*Text provided:*

========

Sunday, 22 August 2010

Time to divide and conquer

I will soon have many more bromeliads and the garden will look refreshed and tidy again. Each year in Spring I divide my broms. It's not quite Spring yet, but it's close enough. Each year it is taking me longer and longer. I can remember when it was a mornings work. Now it takes a few weekends. I probably should do them more often but I don't. A lot of my broms have serrated leaves. I wear gloves but still end up scratched and bleeding.
Most of my bromeliads are in pots. The pot either sits in the garden or I double pot  by placing their pot inside a slightly larger one buried in the ground. When we first started growing them I was told this was the best way to keep broms. It has a number of advantages.
You can move them about to find just the right amount of sun vs shade. Most prefer dappled sunlight or part-shade.                                       Too much shade makes them green and leggy (like these poor neglected fellows) but the midday or even the  afternoon sun can be fierce in summer and can burn them.

You can protect them from hail (if you’re home when the hail strikes).

Drainage remains good. Our soil has a fair bit of clay so they must either remain in pots or be planted in a raised bed with a bark mix.

You can clean fallen leaves and debri out of their well more easily - just tip it upside down and shake. Rotting vegetation in the well will kill most broms.

You can divide them more easily when they set pups.

The double potting protects the inside pot, keeps them contained and stops the roots escaping into the ground.

Also, of course, you can move them to a better spot for showing off when they are in flower or looking especially handsome.




This year I have quite a few that are really overdue to be divided. I like to wait until the pups are between 1/3 and ½ the size of their mother before removing (I seem to lose quite a few if I try too soon).

========

*Dataset rows:*
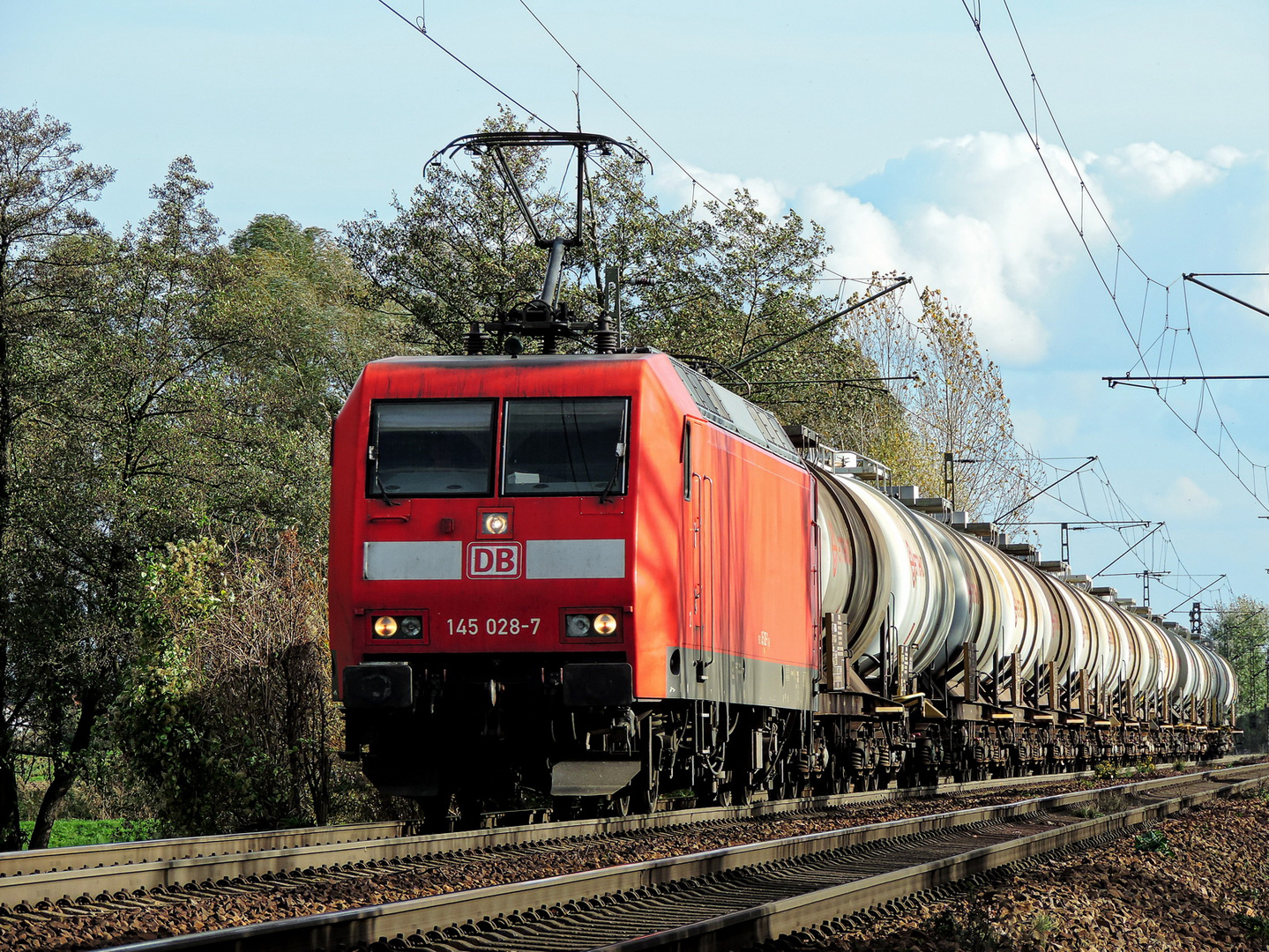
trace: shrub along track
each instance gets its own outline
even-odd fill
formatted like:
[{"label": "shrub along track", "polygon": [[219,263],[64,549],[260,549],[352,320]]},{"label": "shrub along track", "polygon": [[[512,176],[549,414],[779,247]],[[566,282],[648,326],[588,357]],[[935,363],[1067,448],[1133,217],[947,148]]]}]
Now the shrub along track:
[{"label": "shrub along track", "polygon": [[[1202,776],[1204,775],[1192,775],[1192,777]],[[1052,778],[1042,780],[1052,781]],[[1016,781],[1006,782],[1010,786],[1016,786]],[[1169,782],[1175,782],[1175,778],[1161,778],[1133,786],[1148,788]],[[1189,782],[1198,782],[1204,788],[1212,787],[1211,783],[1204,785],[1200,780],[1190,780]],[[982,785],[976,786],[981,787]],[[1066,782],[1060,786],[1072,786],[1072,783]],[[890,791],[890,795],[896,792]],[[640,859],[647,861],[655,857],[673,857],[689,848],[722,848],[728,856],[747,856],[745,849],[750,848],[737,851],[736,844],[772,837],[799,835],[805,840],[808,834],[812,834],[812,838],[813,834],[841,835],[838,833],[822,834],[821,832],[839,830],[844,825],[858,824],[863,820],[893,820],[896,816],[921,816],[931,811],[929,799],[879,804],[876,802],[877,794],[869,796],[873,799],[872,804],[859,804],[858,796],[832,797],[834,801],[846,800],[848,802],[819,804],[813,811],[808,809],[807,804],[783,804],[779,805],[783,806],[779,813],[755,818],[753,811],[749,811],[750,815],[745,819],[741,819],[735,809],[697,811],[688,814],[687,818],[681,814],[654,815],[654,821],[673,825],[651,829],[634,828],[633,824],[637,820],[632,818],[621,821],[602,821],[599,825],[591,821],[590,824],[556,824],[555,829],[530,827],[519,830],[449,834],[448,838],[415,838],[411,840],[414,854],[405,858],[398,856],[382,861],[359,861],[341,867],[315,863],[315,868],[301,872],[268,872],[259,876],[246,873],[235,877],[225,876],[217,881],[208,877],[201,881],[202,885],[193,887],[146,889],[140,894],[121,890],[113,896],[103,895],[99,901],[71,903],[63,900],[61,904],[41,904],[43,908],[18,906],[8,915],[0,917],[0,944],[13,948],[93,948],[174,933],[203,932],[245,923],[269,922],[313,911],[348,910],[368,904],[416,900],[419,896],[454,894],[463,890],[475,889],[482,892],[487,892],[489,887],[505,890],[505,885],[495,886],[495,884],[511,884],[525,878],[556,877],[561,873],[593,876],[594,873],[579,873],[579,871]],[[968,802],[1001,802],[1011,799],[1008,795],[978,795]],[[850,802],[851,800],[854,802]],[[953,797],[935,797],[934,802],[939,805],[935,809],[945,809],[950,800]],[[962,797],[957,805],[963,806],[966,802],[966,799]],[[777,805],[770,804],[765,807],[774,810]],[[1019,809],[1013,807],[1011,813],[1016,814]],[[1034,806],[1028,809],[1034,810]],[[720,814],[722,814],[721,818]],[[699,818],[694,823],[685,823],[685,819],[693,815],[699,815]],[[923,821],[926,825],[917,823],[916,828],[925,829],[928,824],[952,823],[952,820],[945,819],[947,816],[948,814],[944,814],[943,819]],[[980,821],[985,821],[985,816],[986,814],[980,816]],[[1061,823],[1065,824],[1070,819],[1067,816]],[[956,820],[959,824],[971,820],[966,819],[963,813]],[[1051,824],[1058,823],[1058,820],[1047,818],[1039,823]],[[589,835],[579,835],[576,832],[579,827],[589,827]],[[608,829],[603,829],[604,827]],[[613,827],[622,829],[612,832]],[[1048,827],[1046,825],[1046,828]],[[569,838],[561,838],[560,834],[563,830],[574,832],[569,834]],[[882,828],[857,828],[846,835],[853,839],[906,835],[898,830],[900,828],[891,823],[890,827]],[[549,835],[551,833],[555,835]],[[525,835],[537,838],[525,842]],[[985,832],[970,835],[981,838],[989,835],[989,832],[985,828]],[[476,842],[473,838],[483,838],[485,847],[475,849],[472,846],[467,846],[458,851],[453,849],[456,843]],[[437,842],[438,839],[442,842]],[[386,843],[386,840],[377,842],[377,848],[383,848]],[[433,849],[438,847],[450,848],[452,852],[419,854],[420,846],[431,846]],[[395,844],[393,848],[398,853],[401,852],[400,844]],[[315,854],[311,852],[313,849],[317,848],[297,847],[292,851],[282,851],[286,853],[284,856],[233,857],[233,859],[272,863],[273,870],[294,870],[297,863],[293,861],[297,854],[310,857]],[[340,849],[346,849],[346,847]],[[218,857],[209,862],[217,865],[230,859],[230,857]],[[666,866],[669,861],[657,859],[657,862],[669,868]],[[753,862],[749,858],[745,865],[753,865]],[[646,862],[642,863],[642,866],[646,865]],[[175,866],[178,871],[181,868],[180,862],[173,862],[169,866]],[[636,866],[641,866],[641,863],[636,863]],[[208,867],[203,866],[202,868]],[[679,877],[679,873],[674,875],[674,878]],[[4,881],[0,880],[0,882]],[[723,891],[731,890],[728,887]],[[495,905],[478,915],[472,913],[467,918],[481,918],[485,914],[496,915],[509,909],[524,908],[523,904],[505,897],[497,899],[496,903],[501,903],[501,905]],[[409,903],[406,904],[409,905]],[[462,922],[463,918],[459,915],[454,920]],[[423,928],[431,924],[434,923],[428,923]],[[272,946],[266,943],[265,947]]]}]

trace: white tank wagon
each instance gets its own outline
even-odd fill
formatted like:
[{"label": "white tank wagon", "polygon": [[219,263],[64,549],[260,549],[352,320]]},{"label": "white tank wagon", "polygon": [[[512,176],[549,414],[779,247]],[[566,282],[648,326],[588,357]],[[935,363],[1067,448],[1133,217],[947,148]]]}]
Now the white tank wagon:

========

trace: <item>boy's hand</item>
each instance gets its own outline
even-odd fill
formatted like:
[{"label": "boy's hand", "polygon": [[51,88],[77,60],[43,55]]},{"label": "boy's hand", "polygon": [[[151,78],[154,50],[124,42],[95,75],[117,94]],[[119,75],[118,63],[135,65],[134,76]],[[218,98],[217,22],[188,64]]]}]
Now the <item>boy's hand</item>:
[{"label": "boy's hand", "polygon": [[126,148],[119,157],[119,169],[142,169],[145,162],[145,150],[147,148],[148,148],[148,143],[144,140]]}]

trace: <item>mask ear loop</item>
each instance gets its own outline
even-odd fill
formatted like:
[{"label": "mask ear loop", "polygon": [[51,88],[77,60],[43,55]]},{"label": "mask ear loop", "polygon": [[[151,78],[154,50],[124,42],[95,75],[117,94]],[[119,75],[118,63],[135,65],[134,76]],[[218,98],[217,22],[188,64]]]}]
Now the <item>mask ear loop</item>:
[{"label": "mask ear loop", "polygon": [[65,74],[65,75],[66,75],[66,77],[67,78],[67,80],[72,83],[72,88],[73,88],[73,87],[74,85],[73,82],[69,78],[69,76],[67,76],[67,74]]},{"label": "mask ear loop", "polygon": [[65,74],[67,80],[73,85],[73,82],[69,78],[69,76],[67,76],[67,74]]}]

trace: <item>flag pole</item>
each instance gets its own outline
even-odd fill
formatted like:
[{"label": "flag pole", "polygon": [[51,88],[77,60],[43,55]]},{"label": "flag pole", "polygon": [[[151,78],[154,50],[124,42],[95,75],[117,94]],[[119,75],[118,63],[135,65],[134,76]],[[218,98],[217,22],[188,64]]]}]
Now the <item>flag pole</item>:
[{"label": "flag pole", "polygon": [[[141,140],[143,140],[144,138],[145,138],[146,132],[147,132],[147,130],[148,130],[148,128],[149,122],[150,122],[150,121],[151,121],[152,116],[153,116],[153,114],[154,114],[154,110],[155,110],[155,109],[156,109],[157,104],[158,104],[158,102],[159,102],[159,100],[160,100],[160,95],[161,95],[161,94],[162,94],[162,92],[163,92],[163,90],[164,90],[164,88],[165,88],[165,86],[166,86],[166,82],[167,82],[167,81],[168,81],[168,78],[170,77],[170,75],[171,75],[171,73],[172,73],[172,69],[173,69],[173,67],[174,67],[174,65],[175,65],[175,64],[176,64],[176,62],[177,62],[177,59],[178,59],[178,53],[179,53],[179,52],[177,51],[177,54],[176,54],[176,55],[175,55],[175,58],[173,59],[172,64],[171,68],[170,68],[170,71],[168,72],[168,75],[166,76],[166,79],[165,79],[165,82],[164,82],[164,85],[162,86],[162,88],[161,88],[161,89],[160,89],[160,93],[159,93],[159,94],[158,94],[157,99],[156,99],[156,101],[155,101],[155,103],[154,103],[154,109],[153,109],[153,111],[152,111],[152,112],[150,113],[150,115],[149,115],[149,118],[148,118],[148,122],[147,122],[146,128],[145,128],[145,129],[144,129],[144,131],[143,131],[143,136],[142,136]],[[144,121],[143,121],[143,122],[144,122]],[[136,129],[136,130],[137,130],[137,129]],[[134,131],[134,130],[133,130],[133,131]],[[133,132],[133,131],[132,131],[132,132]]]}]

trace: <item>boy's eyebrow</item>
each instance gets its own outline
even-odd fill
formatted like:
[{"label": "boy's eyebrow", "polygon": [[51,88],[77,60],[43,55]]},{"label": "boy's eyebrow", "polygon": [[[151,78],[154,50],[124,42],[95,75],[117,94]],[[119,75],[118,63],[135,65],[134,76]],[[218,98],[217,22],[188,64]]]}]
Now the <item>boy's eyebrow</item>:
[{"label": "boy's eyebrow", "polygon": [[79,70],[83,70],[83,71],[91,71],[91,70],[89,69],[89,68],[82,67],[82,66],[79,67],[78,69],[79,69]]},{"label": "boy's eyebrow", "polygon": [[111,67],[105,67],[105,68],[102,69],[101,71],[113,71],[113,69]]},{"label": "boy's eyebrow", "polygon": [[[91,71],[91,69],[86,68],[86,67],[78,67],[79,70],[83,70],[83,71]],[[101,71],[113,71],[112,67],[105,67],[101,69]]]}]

========

*Jobs:*
**A.** In the bromeliad post, why must the plants either stay in pots or go into a raised bed with a bark mix? Answer in one to three sentences.
**B.** Carry on with the bromeliad post, starting after its last sentence.

*Answers for the tasks:*
**A.** The garden soil contains a fair amount of clay. Keeping the bromeliads in pots or in a raised bed with a bark mix keeps their drainage good.

**B.**
Sometimes by the time I divide them, the mother plant has died and the pot has three or four pups fighting for space.


 
Other people may have different methods, but this is how I divide them. 
I cut the pups off as close as possible to the mother plant. Some you can twist and they break off easily. You may need to take the plant out of the pot and remove some of the mix to do this. In that case, I sit the pot in a styrofoam box to avoid spilling the potting mix everywhere.
 
 
 
 
Potting is simple. Just don’t bury them too deep but make sure they are firm enough to remain upright. Some will already have roots but if they don't there's no need to worry. Most form roots within a few weeks in warm weather.
The mix I use is approximately 2 parts cymbidium potting mix, 1 part standard potting mix and 1 part coconut fibre, with some blood and bone mixed through. I only use pots with multiple holes in the base. Because we can get quite a bit of rain in summer and drainage is important.

I like to do do this job as a production line - get all the pups removed and put into buckets - then mix up my potting mixture and pot them all up.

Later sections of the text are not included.